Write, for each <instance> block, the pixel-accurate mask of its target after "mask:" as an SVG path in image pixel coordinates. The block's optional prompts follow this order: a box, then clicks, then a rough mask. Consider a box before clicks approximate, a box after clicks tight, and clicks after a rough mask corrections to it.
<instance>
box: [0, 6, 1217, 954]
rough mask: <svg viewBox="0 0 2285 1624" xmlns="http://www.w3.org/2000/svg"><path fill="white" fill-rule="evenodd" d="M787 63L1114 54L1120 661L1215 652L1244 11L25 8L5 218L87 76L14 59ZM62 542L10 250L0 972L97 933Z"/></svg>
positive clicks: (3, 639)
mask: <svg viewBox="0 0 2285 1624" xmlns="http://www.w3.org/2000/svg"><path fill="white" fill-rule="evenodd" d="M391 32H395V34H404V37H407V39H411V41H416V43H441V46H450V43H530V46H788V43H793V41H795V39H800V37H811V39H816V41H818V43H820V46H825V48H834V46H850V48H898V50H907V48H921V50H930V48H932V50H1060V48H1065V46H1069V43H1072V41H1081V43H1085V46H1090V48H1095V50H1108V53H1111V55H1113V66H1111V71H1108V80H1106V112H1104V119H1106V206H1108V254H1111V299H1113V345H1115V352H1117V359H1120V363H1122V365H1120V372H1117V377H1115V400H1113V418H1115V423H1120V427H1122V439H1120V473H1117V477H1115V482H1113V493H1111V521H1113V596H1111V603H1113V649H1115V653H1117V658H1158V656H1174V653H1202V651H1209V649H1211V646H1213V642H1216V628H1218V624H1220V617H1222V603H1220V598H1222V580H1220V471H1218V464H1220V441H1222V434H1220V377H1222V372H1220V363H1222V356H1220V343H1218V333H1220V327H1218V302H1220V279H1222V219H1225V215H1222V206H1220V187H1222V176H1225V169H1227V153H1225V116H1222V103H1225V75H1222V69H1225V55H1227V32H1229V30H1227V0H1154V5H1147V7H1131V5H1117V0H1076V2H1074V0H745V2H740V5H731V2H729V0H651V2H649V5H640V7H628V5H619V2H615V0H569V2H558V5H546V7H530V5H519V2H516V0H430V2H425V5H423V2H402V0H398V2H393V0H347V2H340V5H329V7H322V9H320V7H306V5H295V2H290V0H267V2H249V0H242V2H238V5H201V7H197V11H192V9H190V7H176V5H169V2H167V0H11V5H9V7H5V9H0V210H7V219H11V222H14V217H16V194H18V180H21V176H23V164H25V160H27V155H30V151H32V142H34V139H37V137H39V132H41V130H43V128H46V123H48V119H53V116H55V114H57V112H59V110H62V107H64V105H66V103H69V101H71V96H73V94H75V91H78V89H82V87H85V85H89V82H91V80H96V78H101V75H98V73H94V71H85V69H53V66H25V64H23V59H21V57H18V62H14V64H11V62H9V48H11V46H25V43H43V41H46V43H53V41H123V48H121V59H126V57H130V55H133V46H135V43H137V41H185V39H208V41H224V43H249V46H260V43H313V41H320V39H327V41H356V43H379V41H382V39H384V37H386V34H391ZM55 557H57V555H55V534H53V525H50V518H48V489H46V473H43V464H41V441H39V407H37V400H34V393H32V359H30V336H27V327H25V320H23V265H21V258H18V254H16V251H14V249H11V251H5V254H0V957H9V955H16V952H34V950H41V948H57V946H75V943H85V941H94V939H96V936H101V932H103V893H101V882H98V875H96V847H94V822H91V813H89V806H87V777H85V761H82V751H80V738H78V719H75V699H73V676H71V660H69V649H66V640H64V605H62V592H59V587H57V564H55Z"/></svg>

----------------

> [YOUR GOAL]: Rewrite the entire listing above, changing each occurrence of "rough mask" to "coarse mask" and leaving everything else as it is.

> [SOLUTION]:
Write, for each <instance> block, the pixel-accurate mask of its target after "mask:" as an SVG path in image pixel coordinates. The block's optional prompts follow this order: a box, then clicks, then a coarse mask. Consider a box before clicks approximate, a box after clicks tight, and clicks after a coarse mask corrections to it.
<instance>
box: [0, 6, 1217, 954]
coarse mask: <svg viewBox="0 0 2285 1624" xmlns="http://www.w3.org/2000/svg"><path fill="white" fill-rule="evenodd" d="M787 63L1114 54L1120 661L1215 652L1244 11L25 8L5 218L87 76L14 59ZM62 542L10 250L0 972L97 933Z"/></svg>
positive clicks: (3, 639)
mask: <svg viewBox="0 0 2285 1624" xmlns="http://www.w3.org/2000/svg"><path fill="white" fill-rule="evenodd" d="M391 32H395V34H404V37H407V39H411V41H416V43H441V46H450V43H530V46H788V43H793V41H795V39H800V37H811V39H816V41H818V43H820V46H825V48H834V46H850V48H898V50H907V48H921V50H930V48H932V50H1060V48H1065V46H1069V43H1072V41H1081V43H1085V46H1090V48H1095V50H1108V53H1111V55H1113V66H1111V71H1108V80H1106V112H1104V119H1106V206H1108V254H1111V299H1113V345H1115V352H1117V359H1120V363H1122V365H1120V372H1117V377H1115V400H1113V418H1115V423H1120V427H1122V439H1120V473H1117V477H1115V482H1113V493H1111V521H1113V596H1111V603H1113V649H1115V653H1117V658H1158V656H1174V653H1202V651H1209V649H1211V646H1213V642H1216V628H1218V624H1220V617H1222V603H1220V598H1222V580H1220V471H1218V464H1220V441H1222V434H1220V377H1222V372H1220V363H1222V356H1220V343H1218V333H1220V327H1218V302H1220V279H1222V219H1225V215H1222V206H1220V187H1222V176H1225V169H1227V153H1225V116H1222V103H1225V75H1222V69H1225V55H1227V32H1229V30H1227V0H1154V5H1147V7H1131V5H1117V0H1076V2H1074V0H745V2H740V5H731V2H729V0H651V2H649V5H640V7H628V5H619V2H615V0H569V2H558V5H546V7H530V5H519V2H516V0H430V2H425V5H423V2H402V0H398V2H393V0H347V2H340V5H329V7H322V9H320V7H306V5H295V2H290V0H267V2H249V0H242V2H238V5H201V7H197V11H192V9H190V7H176V5H169V2H167V0H11V5H9V7H5V9H0V210H7V219H11V222H14V217H16V194H18V180H21V176H23V164H25V160H27V155H30V151H32V142H34V139H37V137H39V132H41V130H43V128H46V123H48V119H53V116H55V114H57V112H59V110H62V107H64V105H66V103H69V101H71V96H73V94H75V91H78V89H82V87H85V85H89V82H91V80H96V78H101V75H98V73H94V71H85V69H53V66H25V64H23V59H21V57H18V62H14V64H11V62H9V48H11V46H25V43H43V41H46V43H53V41H123V48H121V59H126V57H130V55H133V46H135V43H137V41H185V39H208V41H224V43H249V46H260V43H313V41H320V39H327V41H356V43H379V41H382V39H384V37H386V34H391ZM55 557H57V555H55V534H53V525H50V518H48V489H46V473H43V464H41V441H39V407H37V400H34V393H32V359H30V336H27V327H25V320H23V265H21V258H18V254H16V251H14V249H11V251H5V254H0V957H9V955H16V952H34V950H41V948H57V946H75V943H85V941H94V939H96V936H101V932H103V893H101V882H98V875H96V847H94V822H91V813H89V806H87V777H85V761H82V751H80V738H78V719H75V699H73V676H71V660H69V649H66V640H64V605H62V592H59V587H57V564H55Z"/></svg>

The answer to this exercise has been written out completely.